■ **Problem to solve**
Print every line of the records below verbatim, omitting the pictures.

■ **Input rows**
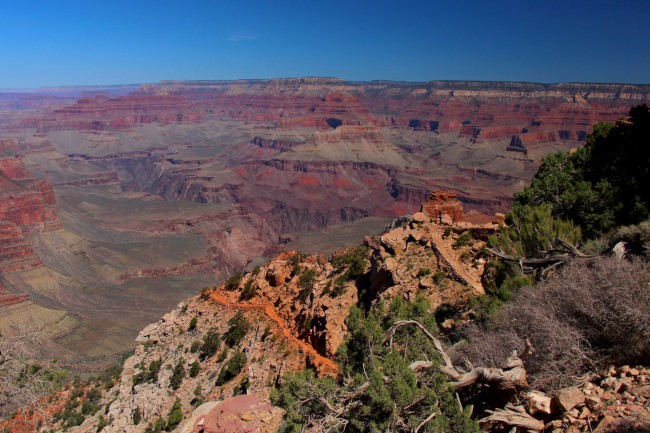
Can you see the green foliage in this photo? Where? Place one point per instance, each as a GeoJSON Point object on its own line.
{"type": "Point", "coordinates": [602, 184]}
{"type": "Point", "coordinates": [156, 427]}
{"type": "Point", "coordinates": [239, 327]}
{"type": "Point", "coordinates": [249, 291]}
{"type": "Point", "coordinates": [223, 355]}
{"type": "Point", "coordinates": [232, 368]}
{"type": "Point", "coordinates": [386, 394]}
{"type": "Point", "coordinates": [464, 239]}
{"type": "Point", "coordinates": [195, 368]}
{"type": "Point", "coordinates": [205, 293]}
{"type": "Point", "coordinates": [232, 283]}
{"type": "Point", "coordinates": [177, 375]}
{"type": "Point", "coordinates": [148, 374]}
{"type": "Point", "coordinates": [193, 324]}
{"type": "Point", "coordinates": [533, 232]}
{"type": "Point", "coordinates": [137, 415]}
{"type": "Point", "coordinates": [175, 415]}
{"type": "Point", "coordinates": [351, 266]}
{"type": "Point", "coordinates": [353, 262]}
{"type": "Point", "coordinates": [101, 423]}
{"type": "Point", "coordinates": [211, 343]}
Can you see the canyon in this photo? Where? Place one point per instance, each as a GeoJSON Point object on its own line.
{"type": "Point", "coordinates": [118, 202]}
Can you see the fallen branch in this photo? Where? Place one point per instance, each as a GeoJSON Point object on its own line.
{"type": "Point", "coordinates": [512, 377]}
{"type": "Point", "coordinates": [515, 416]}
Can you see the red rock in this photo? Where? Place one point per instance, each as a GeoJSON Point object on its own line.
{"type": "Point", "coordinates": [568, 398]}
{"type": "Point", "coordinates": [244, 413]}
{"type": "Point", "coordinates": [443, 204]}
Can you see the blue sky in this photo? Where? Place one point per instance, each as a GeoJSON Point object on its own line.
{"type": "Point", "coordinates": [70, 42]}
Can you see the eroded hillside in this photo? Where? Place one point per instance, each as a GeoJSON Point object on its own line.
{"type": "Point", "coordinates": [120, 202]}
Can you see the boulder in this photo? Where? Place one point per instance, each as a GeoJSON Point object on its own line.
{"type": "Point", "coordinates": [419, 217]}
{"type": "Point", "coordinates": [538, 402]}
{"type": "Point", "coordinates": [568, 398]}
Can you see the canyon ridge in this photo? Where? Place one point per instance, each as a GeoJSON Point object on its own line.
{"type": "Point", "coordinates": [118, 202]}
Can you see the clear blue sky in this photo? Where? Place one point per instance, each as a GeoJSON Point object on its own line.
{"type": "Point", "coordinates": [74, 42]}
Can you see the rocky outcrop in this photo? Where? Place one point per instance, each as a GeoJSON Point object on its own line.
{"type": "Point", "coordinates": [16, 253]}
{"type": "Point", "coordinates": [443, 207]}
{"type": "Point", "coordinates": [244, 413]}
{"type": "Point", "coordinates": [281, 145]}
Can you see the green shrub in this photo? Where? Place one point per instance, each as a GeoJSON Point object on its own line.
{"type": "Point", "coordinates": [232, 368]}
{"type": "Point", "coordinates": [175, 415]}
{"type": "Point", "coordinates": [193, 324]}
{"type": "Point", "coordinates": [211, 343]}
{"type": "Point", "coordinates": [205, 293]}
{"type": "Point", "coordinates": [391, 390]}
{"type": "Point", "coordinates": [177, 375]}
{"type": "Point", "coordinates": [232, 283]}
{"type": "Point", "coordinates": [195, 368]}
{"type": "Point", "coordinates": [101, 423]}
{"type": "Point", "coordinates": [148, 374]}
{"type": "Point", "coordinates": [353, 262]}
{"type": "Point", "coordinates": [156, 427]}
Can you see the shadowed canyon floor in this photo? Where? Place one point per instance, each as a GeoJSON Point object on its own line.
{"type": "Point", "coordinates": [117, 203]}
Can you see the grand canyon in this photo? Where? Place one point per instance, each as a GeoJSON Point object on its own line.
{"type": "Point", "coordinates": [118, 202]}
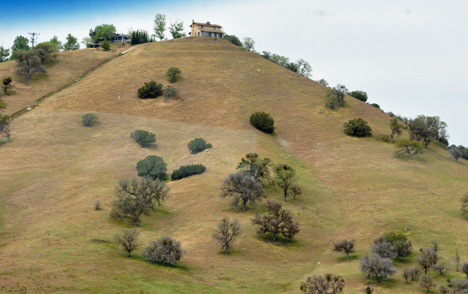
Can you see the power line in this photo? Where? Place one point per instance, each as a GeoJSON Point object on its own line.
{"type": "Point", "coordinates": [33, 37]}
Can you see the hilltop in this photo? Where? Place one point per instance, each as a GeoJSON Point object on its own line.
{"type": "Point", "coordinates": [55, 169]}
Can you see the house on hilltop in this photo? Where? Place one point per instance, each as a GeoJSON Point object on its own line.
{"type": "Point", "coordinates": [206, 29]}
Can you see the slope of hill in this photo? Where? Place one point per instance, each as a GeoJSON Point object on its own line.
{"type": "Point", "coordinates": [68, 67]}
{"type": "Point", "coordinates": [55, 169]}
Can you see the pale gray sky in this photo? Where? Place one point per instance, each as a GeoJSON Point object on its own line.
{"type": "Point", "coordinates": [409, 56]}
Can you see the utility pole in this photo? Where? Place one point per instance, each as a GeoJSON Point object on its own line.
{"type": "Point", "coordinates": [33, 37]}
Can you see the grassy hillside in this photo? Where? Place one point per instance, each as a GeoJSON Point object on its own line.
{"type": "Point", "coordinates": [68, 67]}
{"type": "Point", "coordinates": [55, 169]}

■ **The solution**
Can you see the green foliage in this photo? Where? Place one point per instance, each as a GeoJSON Point object on its own line.
{"type": "Point", "coordinates": [602, 184]}
{"type": "Point", "coordinates": [156, 427]}
{"type": "Point", "coordinates": [239, 327]}
{"type": "Point", "coordinates": [249, 291]}
{"type": "Point", "coordinates": [223, 355]}
{"type": "Point", "coordinates": [232, 368]}
{"type": "Point", "coordinates": [386, 394]}
{"type": "Point", "coordinates": [464, 239]}
{"type": "Point", "coordinates": [195, 368]}
{"type": "Point", "coordinates": [205, 293]}
{"type": "Point", "coordinates": [232, 283]}
{"type": "Point", "coordinates": [177, 375]}
{"type": "Point", "coordinates": [148, 374]}
{"type": "Point", "coordinates": [193, 324]}
{"type": "Point", "coordinates": [533, 232]}
{"type": "Point", "coordinates": [137, 415]}
{"type": "Point", "coordinates": [175, 415]}
{"type": "Point", "coordinates": [351, 266]}
{"type": "Point", "coordinates": [353, 262]}
{"type": "Point", "coordinates": [101, 423]}
{"type": "Point", "coordinates": [211, 343]}
Can you see the canyon in this photo? Where? Place one point per instance, each as a GeoJSON Point object on its own line.
{"type": "Point", "coordinates": [118, 202]}
Can you see the fallen branch in this photo? Where? Place one point per instance, each as a GeoJSON Point object on its own line.
{"type": "Point", "coordinates": [512, 377]}
{"type": "Point", "coordinates": [515, 416]}
Can you see the red rock in this photo? Where? Place one point per instance, each as a GeoJSON Point object on its own line.
{"type": "Point", "coordinates": [568, 398]}
{"type": "Point", "coordinates": [244, 413]}
{"type": "Point", "coordinates": [443, 204]}
Can you see the blue sky in this photo? Where? Place one point per instance, each as a GeoJSON Point object on its own line.
{"type": "Point", "coordinates": [70, 42]}
Can you see the eroded hillside in this photo? Where? Place one point per instance, each as a GeoJSON Point object on its own line.
{"type": "Point", "coordinates": [120, 202]}
Can you see the boulder in this photo? Where? Place one point per instance, each as a GeoJSON Point object on its own line.
{"type": "Point", "coordinates": [419, 217]}
{"type": "Point", "coordinates": [538, 402]}
{"type": "Point", "coordinates": [568, 398]}
Can you see the canyon ridge in this photo? Where? Place one point per instance, each as a GeoJSON Point object on its own line.
{"type": "Point", "coordinates": [118, 202]}
Can you see the clear blue sky in this photo? Where? Place one point per instance, each as a GeoJSON Point object on its own line.
{"type": "Point", "coordinates": [74, 42]}
Can you see the rocky outcrop in this photo? Where? Place one point per instance, each as a GeoJSON Point object on its own line.
{"type": "Point", "coordinates": [16, 253]}
{"type": "Point", "coordinates": [443, 207]}
{"type": "Point", "coordinates": [244, 413]}
{"type": "Point", "coordinates": [281, 145]}
Can you see the green shrub in this photo? Where? Place one point per instance, each as a GeoJSON Point object on its own line.
{"type": "Point", "coordinates": [232, 368]}
{"type": "Point", "coordinates": [175, 415]}
{"type": "Point", "coordinates": [193, 324]}
{"type": "Point", "coordinates": [211, 343]}
{"type": "Point", "coordinates": [205, 293]}
{"type": "Point", "coordinates": [391, 390]}
{"type": "Point", "coordinates": [177, 375]}
{"type": "Point", "coordinates": [232, 283]}
{"type": "Point", "coordinates": [195, 368]}
{"type": "Point", "coordinates": [101, 423]}
{"type": "Point", "coordinates": [148, 374]}
{"type": "Point", "coordinates": [353, 262]}
{"type": "Point", "coordinates": [156, 427]}
Can you see the shadowed canyon floor in this photo? Where? Place one point per instance, each as a GeoJSON Point object on its own line.
{"type": "Point", "coordinates": [117, 203]}
Can you see the grand canyon in this photo? Where? Place one point per instance, each as a GeoJSON Point object on its own line.
{"type": "Point", "coordinates": [118, 202]}
Can you see the power line in this photo? Where? Place one point per instance, each as a GeoJSON Point object on its own line.
{"type": "Point", "coordinates": [33, 37]}
Can you see the hilltop in this photo? Where? Place one point per instance, each as a GeoJSON Point object on its own line.
{"type": "Point", "coordinates": [55, 169]}
Can you see the house on hilltop in this photo? Where? Place one point per instance, each as a GeoJSON Point object on its own line.
{"type": "Point", "coordinates": [206, 29]}
Can you see the slope of hill in this photo? Where? Place one point per instance, each as a GeoJSON Point object on its own line.
{"type": "Point", "coordinates": [68, 67]}
{"type": "Point", "coordinates": [55, 169]}
Can you see the pale gray sky in this photo? Where? Place one point per instance, each as a GeoJSON Point object on its own line.
{"type": "Point", "coordinates": [409, 56]}
Can you see the utility pole in this photo? Where? Place one point per instance, each as a GeoJSON Point object on its own line.
{"type": "Point", "coordinates": [33, 37]}
Can you see the grassy hillside in this photo? Where? Place one point per instance, each as a GeoJSON Point object on its own line.
{"type": "Point", "coordinates": [68, 67]}
{"type": "Point", "coordinates": [55, 169]}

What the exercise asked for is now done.